──────── Supplied records ────────

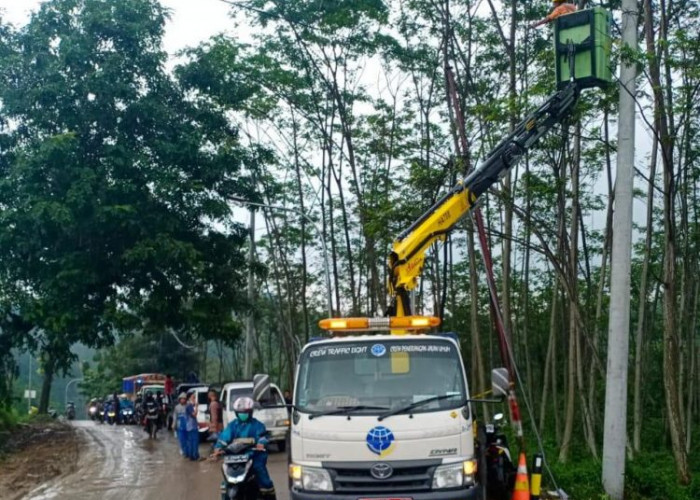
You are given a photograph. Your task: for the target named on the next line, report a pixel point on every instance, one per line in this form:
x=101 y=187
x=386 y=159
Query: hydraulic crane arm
x=408 y=250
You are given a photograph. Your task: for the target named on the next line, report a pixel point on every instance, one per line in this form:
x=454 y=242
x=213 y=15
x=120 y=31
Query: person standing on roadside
x=192 y=427
x=180 y=420
x=169 y=389
x=216 y=416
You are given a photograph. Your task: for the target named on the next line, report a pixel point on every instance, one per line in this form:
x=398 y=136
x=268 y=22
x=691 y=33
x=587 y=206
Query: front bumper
x=462 y=494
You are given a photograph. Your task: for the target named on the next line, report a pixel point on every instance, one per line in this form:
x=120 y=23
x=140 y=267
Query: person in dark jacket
x=245 y=426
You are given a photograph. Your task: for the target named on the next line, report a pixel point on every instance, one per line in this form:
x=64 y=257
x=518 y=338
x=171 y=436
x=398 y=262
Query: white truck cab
x=384 y=416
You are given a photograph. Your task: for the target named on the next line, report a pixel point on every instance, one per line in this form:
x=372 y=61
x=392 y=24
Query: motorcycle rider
x=149 y=404
x=245 y=426
x=181 y=422
x=115 y=407
x=162 y=409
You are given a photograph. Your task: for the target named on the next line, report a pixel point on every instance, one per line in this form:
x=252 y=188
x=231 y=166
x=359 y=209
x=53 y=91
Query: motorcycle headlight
x=454 y=475
x=310 y=478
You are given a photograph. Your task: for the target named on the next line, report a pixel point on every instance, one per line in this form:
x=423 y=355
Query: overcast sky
x=192 y=21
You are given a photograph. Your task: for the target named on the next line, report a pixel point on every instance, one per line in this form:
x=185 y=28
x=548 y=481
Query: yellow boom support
x=408 y=251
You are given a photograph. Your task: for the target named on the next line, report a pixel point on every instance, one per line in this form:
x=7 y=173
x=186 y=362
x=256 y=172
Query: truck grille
x=407 y=477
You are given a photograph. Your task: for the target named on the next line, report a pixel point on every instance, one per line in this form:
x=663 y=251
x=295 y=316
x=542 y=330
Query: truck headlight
x=454 y=475
x=310 y=478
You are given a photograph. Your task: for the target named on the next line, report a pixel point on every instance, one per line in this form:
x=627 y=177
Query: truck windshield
x=382 y=375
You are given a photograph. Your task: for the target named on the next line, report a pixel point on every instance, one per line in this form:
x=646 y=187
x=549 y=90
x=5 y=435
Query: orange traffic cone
x=522 y=487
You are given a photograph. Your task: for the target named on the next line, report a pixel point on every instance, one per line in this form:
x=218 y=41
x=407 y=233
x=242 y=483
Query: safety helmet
x=243 y=407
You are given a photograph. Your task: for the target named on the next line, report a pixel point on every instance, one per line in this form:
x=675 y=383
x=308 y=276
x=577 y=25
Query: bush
x=652 y=476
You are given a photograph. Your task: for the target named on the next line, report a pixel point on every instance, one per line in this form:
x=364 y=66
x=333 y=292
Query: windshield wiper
x=411 y=406
x=345 y=410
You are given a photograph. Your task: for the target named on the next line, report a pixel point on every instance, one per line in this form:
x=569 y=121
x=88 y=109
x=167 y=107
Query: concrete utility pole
x=615 y=426
x=250 y=321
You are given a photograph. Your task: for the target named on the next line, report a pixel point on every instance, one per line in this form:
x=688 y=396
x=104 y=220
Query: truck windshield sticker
x=378 y=350
x=421 y=348
x=338 y=351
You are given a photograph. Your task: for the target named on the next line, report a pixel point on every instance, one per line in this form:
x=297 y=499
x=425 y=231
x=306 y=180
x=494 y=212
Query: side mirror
x=500 y=382
x=261 y=387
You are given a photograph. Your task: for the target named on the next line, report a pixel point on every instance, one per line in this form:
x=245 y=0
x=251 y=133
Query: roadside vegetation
x=119 y=180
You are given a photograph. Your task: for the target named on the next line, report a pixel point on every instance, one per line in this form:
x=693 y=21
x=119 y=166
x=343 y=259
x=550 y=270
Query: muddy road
x=120 y=462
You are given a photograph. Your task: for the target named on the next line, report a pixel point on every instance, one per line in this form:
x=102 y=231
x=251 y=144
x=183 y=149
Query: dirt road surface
x=120 y=462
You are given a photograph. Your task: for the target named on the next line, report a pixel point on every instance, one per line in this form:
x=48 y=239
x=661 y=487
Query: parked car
x=271 y=411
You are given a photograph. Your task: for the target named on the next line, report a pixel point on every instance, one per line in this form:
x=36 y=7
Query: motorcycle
x=70 y=411
x=239 y=481
x=151 y=419
x=111 y=417
x=500 y=471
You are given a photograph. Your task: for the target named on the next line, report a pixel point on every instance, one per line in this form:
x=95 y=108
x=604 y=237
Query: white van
x=276 y=420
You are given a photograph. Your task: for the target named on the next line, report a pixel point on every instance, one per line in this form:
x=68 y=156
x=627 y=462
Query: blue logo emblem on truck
x=378 y=350
x=380 y=441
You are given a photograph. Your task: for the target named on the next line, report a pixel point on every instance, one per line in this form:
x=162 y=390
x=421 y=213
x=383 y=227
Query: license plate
x=386 y=498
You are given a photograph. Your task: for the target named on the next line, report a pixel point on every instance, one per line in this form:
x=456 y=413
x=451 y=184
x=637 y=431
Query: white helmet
x=244 y=406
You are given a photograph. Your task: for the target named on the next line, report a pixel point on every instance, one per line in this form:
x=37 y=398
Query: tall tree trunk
x=48 y=367
x=477 y=356
x=300 y=191
x=573 y=325
x=641 y=312
x=550 y=360
x=597 y=327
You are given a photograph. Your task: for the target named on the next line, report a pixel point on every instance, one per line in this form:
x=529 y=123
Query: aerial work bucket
x=582 y=43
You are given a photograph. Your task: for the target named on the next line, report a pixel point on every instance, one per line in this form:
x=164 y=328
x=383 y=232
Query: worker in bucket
x=561 y=8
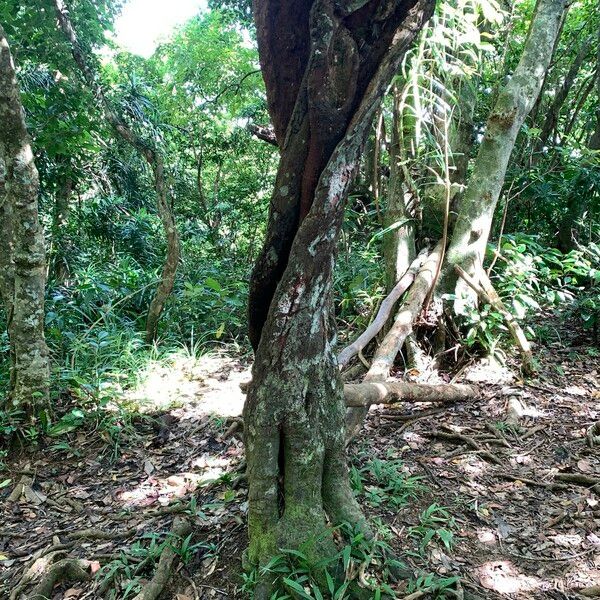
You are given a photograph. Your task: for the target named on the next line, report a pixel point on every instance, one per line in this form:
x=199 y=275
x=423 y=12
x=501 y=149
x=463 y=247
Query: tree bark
x=311 y=106
x=399 y=246
x=30 y=391
x=294 y=412
x=383 y=314
x=476 y=210
x=7 y=265
x=147 y=148
x=384 y=358
x=390 y=392
x=59 y=223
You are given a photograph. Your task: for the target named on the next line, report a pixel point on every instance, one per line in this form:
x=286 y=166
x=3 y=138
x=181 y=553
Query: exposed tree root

────────

Nothing but the pictures is to be left out; repeat the data exactly.

You are given a photograph. Your task: for the target named on the next line, report a pixel point on every instance, one per line in this form:
x=101 y=187
x=386 y=159
Query: hydraulic crane arm
x=408 y=250
You are given a photograph. Your task: for the target named on the next line, report a pixel point on every instance, one per line in this form:
x=454 y=242
x=213 y=15
x=120 y=31
Query: person standing on roadside
x=192 y=427
x=180 y=420
x=169 y=389
x=216 y=416
You are given a photograph. Your task: for the target named on the next line, report a pixel point on every instance, one per line in this form:
x=398 y=136
x=268 y=22
x=691 y=33
x=587 y=206
Query: front bumper
x=462 y=494
You are given a photograph. Your task: for the target named on the next line, report a pixel point on every instance, one per line in this form:
x=120 y=23
x=140 y=267
Query: person in dark jacket
x=245 y=426
You are given a photograph. Your task: for the target named on the next line, report a pixel point on every instance, one per line in this form:
x=64 y=257
x=518 y=338
x=171 y=436
x=398 y=262
Query: white truck cab
x=384 y=416
You are given a photograph. Your task: for the target named on the next line, report a pixel point on every instance, one per line in this form:
x=372 y=61
x=392 y=24
Query: motorcycle rider
x=149 y=404
x=245 y=426
x=181 y=422
x=115 y=407
x=162 y=409
You are given a photograph. Your task: for the target named on the next line, report a pixel point on every instance, one per line in this form:
x=252 y=188
x=231 y=166
x=359 y=209
x=53 y=91
Query: motorcycle headlight
x=454 y=475
x=310 y=478
You are given a photograph. Your task: for the target named on the next line, report a pixel point on every instance, one per line in this form:
x=423 y=355
Query: overcast sky
x=192 y=21
You are given a photograph. Your task: for the target named on the next line, report a pixel point on every instance, one per line in this form:
x=185 y=28
x=548 y=481
Query: yellow boom support
x=408 y=251
You are given a photograph. Your task: for the target named on the next line, report a pixel point on every instance, one per line in this form:
x=7 y=173
x=186 y=362
x=256 y=172
Query: truck grille
x=407 y=477
You are given a photograph. Your task: for the target named on the next line, report a pixel point on every instance, one per line in this form:
x=663 y=251
x=295 y=316
x=542 y=330
Query: truck headlight
x=454 y=475
x=310 y=478
You are given a photograph. Your task: for the target named on the next line, report a pixel point on every instance, one per line in this form:
x=627 y=177
Query: truck windshield
x=382 y=375
You are given a photograph. Your task: for the target named on the next line, report a pixel point on every instance, one per line in this form:
x=646 y=187
x=549 y=90
x=5 y=435
Query: orange traffic cone
x=522 y=487
You are given a photograph. Your task: for the target named on the next line, report a pixel point on every instance, one per line in this form:
x=218 y=41
x=407 y=233
x=242 y=483
Query: safety helmet
x=243 y=407
You are given a photograph. Your task: for the target named on the next line, report a pixel point on every instance, one per line in this form:
x=675 y=383
x=308 y=276
x=577 y=25
Query: bush
x=652 y=476
You are given a photograph. Your task: for the target named on the next line, report a pixel point on every instance, one per line in this form:
x=364 y=66
x=333 y=292
Query: windshield wiper
x=411 y=406
x=345 y=410
You are given a photograph. Your task: for the target named on the next line, report a pixel point on every instance, one per line in this form:
x=569 y=121
x=88 y=109
x=167 y=107
Query: concrete utility pole
x=615 y=426
x=250 y=321
You are given a photograph. Your task: for the target named on the next line, report a pixel point on every instance, one per line in this form:
x=688 y=396
x=104 y=220
Query: truck windshield sticker
x=378 y=350
x=421 y=348
x=338 y=351
You are given a photograph. Your task: for the target named on the next line, report a pixel point on every instance, one per line in this form:
x=297 y=499
x=425 y=231
x=306 y=180
x=494 y=212
Query: side mirror
x=500 y=382
x=261 y=387
You are given a photograph. Your task: for the target named on the next line, report a pixel point on every instance, one per line in this form:
x=245 y=0
x=251 y=133
Query: roadside vegetation
x=119 y=180
You are given a photograph. Your task: for the target named on the next line, report a pixel point on every instance, one per line in this form:
x=693 y=21
x=119 y=166
x=343 y=259
x=550 y=270
Query: muddy road
x=120 y=462
You are given a photograph. Your task: for the target named on the next line, report a pixel point on every instance, one per line in this form:
x=102 y=231
x=251 y=144
x=183 y=149
Query: dirt road surface
x=120 y=462
You are given a photograph. Your task: for the target named on the next line, report a pixel point on every instance, one per line in this form:
x=48 y=239
x=661 y=487
Query: parked car
x=271 y=411
You are given a photograph. Your task: for the target named on the next line, report a pixel point on every instance, one per line in this form:
x=36 y=7
Query: motorcycle
x=70 y=411
x=239 y=481
x=151 y=419
x=111 y=417
x=500 y=471
You are given a photograph. Your task: for the target named on the next line, report a pixel point on every instance, one per line in this form:
x=95 y=108
x=604 y=237
Query: white van
x=276 y=420
You are given a photograph. Your task: for the target named on the next line, report a pixel point on every instance, one per line in this form:
x=68 y=156
x=627 y=462
Query: blue logo emblem on truck
x=378 y=350
x=380 y=441
You are given a photograph. Your task: for the target named on the next line, report a pixel point on every instance, one per line in this form:
x=162 y=390
x=421 y=213
x=383 y=227
Query: license plate
x=386 y=498
You are given a photograph. Your task: for the target named on the next line, report a pixel point on every instance, one per line in this form:
x=456 y=413
x=451 y=184
x=637 y=431
Query: white helmet
x=244 y=406
You are given a photograph. Your task: for the target named on the next line, report a pixel point on every instance, one per line in this form:
x=37 y=398
Query: tall tree trunk
x=48 y=367
x=477 y=356
x=300 y=191
x=573 y=325
x=641 y=312
x=550 y=360
x=597 y=327
You are given a photograph. Your task: for the target named on the next line, report a pixel point on every instance, one per line in this form:
x=529 y=123
Query: aerial work bucket
x=582 y=43
You are given a photograph. Your task: for the target named on the next line, report a pixel point on every instance, one per line in this form:
x=164 y=328
x=383 y=232
Query: worker in bucket
x=561 y=8
You are given a photograph. Your task: for the target named on the next line, report a pixel point on every instance, one per line in this form:
x=199 y=275
x=423 y=12
x=501 y=149
x=463 y=247
Query: tree bark
x=311 y=106
x=399 y=246
x=30 y=391
x=294 y=412
x=383 y=314
x=476 y=210
x=7 y=265
x=147 y=148
x=384 y=358
x=390 y=392
x=59 y=223
You are given a photograph. Your task: for the target named on the next line, report a pixel point on every instance, one per line in this form:
x=286 y=166
x=3 y=138
x=181 y=553
Query: exposed tree root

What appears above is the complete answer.